§ **DATA EXTRACT**:
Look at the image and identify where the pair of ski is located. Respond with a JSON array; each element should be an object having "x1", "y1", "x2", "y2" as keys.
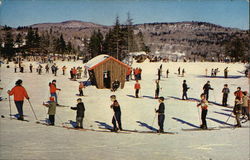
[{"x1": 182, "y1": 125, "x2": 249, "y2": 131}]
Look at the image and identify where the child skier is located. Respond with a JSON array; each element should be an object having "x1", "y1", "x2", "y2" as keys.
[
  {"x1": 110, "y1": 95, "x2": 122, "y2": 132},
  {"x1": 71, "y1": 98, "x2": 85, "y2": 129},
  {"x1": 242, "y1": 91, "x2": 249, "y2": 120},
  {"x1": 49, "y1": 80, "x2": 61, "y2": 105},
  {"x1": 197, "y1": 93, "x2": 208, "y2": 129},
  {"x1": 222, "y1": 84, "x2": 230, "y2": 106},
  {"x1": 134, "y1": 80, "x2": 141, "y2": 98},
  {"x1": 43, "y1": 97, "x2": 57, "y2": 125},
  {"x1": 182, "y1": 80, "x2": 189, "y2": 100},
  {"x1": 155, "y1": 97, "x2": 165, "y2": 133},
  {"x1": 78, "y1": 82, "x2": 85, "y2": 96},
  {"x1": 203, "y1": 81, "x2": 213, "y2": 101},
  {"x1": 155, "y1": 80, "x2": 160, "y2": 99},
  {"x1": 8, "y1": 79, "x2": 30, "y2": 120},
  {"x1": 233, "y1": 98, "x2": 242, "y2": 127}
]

==

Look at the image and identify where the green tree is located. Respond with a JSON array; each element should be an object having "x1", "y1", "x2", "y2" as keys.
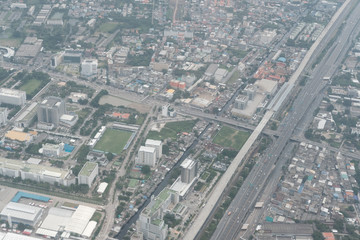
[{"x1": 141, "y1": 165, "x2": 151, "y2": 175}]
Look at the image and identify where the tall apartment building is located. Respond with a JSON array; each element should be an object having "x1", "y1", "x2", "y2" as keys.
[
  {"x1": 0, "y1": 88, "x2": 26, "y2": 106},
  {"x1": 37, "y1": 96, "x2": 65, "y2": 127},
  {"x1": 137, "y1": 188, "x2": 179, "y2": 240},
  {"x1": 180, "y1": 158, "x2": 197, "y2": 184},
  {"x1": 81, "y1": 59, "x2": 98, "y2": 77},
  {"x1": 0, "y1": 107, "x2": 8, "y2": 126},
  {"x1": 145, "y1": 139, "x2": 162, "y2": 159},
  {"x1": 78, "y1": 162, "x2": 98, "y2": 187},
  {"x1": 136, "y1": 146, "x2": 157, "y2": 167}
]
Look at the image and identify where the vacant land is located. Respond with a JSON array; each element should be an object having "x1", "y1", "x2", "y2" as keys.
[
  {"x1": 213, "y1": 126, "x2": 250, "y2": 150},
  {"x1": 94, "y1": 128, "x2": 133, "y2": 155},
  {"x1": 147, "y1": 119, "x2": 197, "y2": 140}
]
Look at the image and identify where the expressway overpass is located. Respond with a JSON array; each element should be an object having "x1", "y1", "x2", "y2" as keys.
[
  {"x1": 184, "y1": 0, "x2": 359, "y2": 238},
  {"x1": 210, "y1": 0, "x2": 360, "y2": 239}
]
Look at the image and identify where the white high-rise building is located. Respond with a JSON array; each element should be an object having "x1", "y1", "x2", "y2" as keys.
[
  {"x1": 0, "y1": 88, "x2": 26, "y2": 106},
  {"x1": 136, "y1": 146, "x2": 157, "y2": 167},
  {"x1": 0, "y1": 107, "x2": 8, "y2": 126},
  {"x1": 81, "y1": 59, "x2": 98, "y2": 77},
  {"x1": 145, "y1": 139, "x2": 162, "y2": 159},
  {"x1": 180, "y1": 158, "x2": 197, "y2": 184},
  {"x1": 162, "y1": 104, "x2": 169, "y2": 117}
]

...

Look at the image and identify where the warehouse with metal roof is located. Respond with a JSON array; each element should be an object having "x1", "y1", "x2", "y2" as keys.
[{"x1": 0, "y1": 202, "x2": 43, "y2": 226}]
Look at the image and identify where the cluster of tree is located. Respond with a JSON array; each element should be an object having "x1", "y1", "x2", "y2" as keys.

§ **TASK BRIEF**: Take the records above and return, word for word, only the lines that fall from the line with "Look at the image and identify where the warehouse" to the line with "Look at the image and identify where the cluster", both of them included.

§ **ANSWER**:
Look at the image and identify where the warehouse with metal roof is located. Respond with a JSON array; each element should be an object having "x1", "y1", "x2", "y2" as keys.
[{"x1": 0, "y1": 202, "x2": 43, "y2": 226}]
Look at the image and identify where the cluster of tree is located. Respond with a JSON array; each element should be an object having "x1", "y1", "x2", "y2" as keys.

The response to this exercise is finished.